▸ Excerpted text
= = = = = = =

Ward Toward
- Author: Cindy Juyoung Ok
- Publisher: Yale University Press
- Publication date: March 5, 2024
- Pages: 100
- Awards: Yale Younger Poets Prize
- ISBN: 978-0300273922

= Ward Toward =

2024 poetry collection by Cindy Juyoung Ok

Ward Toward is a 2024 poetry collection by Cindy Juyoung Ok, published by Yale University Press. It was selected for the Yale Series of Younger Poets in 2023 by Rae Armantrout.

== Contents and background ==
The book's poems concern Ok's identity as a Korean American woman as well as her and her family's relationship to the events and legacy of the Korean War. It also tackles more recent incidents like the 2021 Atlanta spa shootings.

Ok's manuscript was selected for the 118th Yale Younger Poets Prize by Armantrout. In her foreword to the book, Armantrout wrote:"This book is radically honest and unpretentious. Cindy Juyoung Ok never claims to know best. Her inquisitive, skeptical mind challenges beliefs, including any she herself might hold ... Ok's resistance to being categorized or labeled, evident throughout the book, may have begun in her experience as an Asian American or in her dealings with the medical establishment, but has become a poetics."The release of Ward Toward coincided with the release of Root Fractures by Diana Khoi Nguyen. Feeling similarity between their poetic projects in addition to publication dates, Ok and Nguyen agreed to embark on a "joint book tour" in 2024. In a joint interview for the Cincinnati Review, Ok stated "we both had publication dates of early 2024 and imagined sharing these books together, letting them bring us, rootward, to our favorite friends, cities, and bookstores."

= = = = = = =

▸ Segmentation mask data
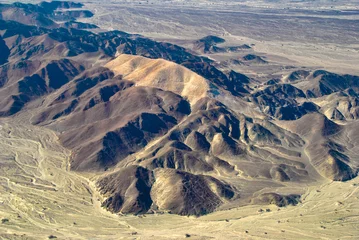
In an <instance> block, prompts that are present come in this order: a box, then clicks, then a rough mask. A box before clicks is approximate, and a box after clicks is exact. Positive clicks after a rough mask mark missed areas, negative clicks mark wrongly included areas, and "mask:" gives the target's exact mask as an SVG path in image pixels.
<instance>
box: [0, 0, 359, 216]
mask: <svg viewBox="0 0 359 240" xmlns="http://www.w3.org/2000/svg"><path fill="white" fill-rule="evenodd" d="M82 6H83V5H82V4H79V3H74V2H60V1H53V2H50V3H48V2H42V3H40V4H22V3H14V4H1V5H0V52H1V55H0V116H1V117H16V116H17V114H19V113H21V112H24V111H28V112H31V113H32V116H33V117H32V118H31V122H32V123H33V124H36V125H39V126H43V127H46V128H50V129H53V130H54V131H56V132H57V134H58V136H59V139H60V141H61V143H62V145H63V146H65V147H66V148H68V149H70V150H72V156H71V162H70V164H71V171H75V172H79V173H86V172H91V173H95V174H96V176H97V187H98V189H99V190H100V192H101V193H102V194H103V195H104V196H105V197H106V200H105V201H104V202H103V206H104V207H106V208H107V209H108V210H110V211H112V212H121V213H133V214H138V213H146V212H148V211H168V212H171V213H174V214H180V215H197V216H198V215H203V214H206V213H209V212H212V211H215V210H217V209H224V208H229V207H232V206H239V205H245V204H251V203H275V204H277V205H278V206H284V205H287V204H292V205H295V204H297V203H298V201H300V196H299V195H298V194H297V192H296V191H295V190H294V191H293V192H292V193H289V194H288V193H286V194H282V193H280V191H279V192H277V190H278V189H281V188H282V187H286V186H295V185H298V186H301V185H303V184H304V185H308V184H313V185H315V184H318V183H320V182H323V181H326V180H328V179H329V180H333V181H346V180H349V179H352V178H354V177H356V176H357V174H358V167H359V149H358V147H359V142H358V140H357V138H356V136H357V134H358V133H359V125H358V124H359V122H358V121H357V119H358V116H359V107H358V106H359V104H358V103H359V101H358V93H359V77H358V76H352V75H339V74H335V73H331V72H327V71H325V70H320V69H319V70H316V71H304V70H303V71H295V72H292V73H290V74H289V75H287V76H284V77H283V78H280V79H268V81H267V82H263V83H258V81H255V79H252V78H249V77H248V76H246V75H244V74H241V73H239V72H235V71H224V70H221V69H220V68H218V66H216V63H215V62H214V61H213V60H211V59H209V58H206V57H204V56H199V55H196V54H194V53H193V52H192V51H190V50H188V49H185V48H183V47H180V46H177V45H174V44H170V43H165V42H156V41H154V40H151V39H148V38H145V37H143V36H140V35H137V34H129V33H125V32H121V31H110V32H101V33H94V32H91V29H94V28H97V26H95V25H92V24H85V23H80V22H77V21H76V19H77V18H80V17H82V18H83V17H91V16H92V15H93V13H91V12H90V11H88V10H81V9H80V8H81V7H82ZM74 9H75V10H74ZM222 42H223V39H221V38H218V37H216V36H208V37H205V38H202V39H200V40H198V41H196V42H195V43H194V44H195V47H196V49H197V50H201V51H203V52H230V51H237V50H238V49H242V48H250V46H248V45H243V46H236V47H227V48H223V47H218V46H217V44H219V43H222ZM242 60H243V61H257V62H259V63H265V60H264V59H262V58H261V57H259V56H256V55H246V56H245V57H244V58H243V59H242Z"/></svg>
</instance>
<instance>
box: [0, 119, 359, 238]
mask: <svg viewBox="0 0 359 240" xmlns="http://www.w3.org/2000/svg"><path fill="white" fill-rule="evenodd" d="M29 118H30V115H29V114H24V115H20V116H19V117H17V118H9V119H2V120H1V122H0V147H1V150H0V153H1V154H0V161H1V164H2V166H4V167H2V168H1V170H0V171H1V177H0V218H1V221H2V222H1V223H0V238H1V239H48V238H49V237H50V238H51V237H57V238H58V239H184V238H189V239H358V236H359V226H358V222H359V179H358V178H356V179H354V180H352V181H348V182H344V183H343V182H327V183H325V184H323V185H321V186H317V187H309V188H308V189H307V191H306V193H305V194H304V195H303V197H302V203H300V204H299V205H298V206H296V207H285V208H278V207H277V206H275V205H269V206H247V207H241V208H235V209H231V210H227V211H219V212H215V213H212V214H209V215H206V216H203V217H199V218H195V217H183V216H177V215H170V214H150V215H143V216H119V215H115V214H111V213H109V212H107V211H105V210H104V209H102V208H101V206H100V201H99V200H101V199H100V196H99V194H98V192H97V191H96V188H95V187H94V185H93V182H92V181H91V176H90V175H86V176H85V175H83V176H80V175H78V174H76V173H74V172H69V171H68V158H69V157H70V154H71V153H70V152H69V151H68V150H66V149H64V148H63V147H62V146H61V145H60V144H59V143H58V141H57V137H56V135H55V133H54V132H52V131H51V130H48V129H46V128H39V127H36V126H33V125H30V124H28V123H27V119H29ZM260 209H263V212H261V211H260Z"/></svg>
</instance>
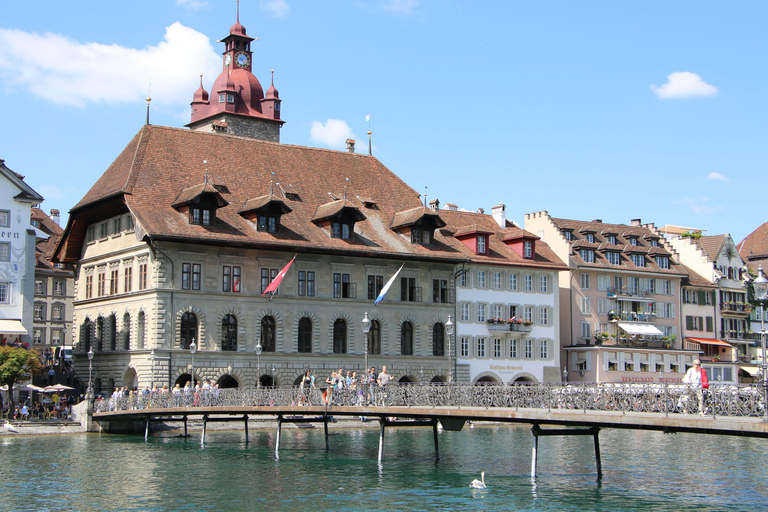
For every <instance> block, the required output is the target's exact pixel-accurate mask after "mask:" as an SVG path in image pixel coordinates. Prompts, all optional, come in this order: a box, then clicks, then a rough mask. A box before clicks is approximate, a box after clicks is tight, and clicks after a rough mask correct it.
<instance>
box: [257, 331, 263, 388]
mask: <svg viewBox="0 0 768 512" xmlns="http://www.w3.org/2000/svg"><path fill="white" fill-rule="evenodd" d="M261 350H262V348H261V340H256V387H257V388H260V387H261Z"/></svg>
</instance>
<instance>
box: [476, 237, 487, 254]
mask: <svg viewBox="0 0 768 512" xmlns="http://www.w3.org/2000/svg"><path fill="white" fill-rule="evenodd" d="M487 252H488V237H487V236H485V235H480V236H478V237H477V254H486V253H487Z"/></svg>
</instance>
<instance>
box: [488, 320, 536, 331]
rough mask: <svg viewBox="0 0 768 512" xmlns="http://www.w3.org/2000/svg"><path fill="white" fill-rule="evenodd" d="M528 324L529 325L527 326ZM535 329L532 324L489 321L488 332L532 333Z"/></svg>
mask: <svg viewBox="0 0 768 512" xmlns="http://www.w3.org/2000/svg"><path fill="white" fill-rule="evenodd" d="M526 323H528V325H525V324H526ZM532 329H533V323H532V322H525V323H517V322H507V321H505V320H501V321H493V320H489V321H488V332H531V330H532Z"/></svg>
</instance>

= = = = = = =

▸ Assigned task 1
According to the Ward Toward article, who selected the collection for the Yale Series of Younger Poets?
▸ Assigned task 2
Reproduce the passage of the Ward Toward article starting at "Ward Toward is" and ending at "Atlanta spa shootings.".
These records come from a different source than the Ward Toward article.

▸ Your solution 1
Rae Armantrout

▸ Your solution 2
Ward Toward is a 2024 poetry collection by Cindy Juyoung Ok, published by Yale University Press. It was selected for the Yale Series of Younger Poets in 2023 by Rae Armantrout.

== Contents and background ==
The book's poems concern Ok's identity as a Korean American woman as well as her and her family's relationship to the events and legacy of the Korean War. It also tackles more recent incidents like the 2021 Atlanta spa shootings.